Stated exercise:
Present the lines below as a numbered list, omitting any blank lines.
[start of Exercise data]
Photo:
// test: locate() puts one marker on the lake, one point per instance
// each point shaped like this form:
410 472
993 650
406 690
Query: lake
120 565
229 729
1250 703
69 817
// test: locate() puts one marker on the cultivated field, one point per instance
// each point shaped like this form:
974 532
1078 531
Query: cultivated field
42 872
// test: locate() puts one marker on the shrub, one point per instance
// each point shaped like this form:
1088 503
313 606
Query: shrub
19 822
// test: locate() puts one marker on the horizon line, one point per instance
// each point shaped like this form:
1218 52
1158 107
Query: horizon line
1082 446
[end of Exercise data]
Expected answer:
1. Photo:
2. // test: locate() puts one marker on the lake, one point per instance
3. // each point shaped like this form:
4. 410 472
5. 993 650
6. 406 690
7. Query: lake
8. 120 565
9. 229 729
10. 1250 703
11. 69 817
12. // test: locate() puts one marker on the cultivated field, one point per instance
13. // each point shaped like this form:
14. 974 532
15. 1078 531
16. Query: cultivated field
17. 42 872
18. // test: locate() puts one marker on the shrub, one point per instance
19. // each point shaped like this form:
20. 1088 503
21. 313 606
22. Query: shrub
23. 19 822
24. // test: locate() puts one marker on the horizon line, one point per instance
25. // each point shaped like this form:
26. 1218 52
27. 1158 107
28. Query: horizon line
29. 1082 446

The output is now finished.